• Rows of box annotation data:
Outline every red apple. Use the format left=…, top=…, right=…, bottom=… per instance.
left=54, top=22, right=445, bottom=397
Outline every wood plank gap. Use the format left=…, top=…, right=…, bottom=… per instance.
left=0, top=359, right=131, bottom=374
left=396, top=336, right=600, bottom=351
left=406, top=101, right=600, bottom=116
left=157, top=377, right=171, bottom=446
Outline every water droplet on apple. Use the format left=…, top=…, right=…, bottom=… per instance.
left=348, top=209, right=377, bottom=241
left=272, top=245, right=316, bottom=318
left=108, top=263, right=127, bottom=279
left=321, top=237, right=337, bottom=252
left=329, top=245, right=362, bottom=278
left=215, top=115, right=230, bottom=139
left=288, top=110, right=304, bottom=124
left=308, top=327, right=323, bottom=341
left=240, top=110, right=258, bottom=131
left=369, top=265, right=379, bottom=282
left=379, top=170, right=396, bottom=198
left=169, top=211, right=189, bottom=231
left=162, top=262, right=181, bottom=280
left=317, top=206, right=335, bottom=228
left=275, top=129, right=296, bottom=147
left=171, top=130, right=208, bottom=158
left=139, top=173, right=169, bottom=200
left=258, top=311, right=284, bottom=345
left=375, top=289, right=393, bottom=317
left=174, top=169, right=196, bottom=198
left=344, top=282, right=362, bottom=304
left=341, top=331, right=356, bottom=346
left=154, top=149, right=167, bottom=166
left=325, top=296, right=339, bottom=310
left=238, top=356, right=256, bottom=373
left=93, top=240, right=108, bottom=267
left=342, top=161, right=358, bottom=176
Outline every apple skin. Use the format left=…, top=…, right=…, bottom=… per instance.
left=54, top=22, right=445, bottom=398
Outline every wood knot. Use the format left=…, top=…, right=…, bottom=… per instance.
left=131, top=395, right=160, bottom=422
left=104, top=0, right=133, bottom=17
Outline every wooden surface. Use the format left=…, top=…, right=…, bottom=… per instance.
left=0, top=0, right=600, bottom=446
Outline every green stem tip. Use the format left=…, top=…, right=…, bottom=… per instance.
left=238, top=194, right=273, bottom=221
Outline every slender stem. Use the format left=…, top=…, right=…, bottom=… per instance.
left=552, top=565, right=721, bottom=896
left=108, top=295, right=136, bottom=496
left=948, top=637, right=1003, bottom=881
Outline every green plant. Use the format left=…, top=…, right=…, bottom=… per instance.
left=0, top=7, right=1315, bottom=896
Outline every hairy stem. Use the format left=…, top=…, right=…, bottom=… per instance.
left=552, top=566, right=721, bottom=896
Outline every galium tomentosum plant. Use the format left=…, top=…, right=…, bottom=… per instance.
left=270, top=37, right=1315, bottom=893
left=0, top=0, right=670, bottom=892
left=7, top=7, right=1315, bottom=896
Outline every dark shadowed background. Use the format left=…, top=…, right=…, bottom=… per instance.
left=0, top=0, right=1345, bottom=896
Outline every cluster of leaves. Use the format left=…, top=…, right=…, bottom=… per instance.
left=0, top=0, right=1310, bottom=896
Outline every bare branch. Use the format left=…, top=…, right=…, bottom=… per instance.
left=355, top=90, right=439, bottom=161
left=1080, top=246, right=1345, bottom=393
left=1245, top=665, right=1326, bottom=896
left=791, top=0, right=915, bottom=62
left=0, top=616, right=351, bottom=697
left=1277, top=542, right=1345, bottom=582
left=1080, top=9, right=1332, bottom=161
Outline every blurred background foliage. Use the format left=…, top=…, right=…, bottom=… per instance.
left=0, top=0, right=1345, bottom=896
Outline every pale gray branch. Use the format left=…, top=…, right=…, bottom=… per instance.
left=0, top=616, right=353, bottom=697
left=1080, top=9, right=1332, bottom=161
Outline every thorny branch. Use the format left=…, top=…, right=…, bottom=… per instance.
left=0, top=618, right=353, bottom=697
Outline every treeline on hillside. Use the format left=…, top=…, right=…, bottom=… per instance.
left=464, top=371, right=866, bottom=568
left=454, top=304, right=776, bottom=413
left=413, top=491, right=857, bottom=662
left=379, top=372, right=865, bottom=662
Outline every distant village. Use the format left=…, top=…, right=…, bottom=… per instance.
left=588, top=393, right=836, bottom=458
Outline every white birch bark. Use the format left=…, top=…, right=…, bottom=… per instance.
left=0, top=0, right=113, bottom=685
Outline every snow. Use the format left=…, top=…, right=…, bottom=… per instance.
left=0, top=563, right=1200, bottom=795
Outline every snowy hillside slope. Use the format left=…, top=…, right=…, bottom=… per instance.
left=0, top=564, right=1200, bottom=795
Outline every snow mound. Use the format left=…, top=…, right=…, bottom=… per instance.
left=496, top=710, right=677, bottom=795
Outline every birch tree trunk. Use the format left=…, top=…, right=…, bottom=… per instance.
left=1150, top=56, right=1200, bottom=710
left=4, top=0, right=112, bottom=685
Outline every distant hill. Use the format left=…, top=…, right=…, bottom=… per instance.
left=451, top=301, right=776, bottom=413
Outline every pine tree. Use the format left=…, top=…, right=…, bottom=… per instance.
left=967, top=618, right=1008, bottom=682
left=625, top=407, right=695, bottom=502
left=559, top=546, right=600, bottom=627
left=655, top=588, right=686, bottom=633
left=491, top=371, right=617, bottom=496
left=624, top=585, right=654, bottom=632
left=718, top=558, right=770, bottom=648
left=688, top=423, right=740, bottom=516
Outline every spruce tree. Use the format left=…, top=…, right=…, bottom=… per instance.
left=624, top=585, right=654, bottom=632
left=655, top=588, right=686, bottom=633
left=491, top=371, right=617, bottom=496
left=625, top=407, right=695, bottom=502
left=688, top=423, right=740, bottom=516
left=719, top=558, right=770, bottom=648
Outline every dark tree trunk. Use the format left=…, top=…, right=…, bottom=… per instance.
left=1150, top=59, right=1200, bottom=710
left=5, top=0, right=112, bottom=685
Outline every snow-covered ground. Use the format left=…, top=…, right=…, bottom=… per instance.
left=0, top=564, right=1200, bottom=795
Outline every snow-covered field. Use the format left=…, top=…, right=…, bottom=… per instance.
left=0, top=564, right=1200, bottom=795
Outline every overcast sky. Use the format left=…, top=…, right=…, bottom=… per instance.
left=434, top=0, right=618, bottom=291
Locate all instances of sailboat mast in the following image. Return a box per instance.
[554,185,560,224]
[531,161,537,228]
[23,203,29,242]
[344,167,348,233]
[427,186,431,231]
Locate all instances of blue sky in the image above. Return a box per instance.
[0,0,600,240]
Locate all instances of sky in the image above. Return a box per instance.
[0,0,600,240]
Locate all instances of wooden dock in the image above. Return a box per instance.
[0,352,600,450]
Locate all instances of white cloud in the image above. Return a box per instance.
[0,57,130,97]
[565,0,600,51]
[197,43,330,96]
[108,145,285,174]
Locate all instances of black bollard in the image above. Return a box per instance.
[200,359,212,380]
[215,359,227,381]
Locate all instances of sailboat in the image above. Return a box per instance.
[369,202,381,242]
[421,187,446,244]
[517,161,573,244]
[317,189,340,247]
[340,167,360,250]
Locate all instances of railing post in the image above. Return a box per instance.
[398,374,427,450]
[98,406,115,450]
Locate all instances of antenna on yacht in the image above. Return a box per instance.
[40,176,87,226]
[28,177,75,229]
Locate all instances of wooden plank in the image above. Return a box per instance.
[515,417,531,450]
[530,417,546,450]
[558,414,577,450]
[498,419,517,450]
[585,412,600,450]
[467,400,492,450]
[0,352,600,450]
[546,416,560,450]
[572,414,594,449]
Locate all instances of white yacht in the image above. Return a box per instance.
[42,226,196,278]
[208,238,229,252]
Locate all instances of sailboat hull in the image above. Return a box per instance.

• The problem: Copy out everything from the line containing "Outline every slender" down to the line containing "left=0, top=618, right=353, bottom=697", keeping every character of those lines unchanged.

• Answer to the problem:
Outline every slender stem. Use the format left=…, top=…, right=…, bottom=… per instance.
left=552, top=565, right=721, bottom=896
left=108, top=295, right=136, bottom=496
left=948, top=637, right=1003, bottom=881
Outline every green plant. Use the format left=…, top=…, right=…, bottom=… per instance.
left=0, top=7, right=1315, bottom=896
Outline every hairy stem. Use the format left=…, top=…, right=…, bottom=… per instance.
left=552, top=566, right=721, bottom=896
Outline every galium tomentosum plant. Use the format left=…, top=…, right=…, bottom=… per instance.
left=270, top=37, right=1315, bottom=893
left=0, top=0, right=670, bottom=892
left=7, top=7, right=1315, bottom=896
Outline every dark shadowed background. Use the format left=…, top=…, right=…, bottom=… per instance.
left=0, top=0, right=1345, bottom=896
Outline every cluster of leaves. Use the format left=…, top=…, right=…, bottom=… per instance.
left=0, top=0, right=1310, bottom=896
Outline every bare branch. Use the format left=…, top=…, right=…, bottom=… per instance.
left=355, top=90, right=439, bottom=161
left=1080, top=246, right=1345, bottom=393
left=1245, top=665, right=1326, bottom=896
left=791, top=0, right=915, bottom=62
left=0, top=616, right=351, bottom=697
left=1277, top=542, right=1345, bottom=582
left=1080, top=9, right=1332, bottom=161
Outline every blurred background foliage. Use the format left=…, top=…, right=…, bottom=… per instance.
left=0, top=0, right=1345, bottom=896
Outline every pale gray branch. Use the format left=…, top=…, right=…, bottom=… per instance.
left=0, top=616, right=353, bottom=697
left=1080, top=9, right=1332, bottom=161
Outline every thorny branch. Use the format left=…, top=…, right=…, bottom=… per instance.
left=0, top=618, right=353, bottom=697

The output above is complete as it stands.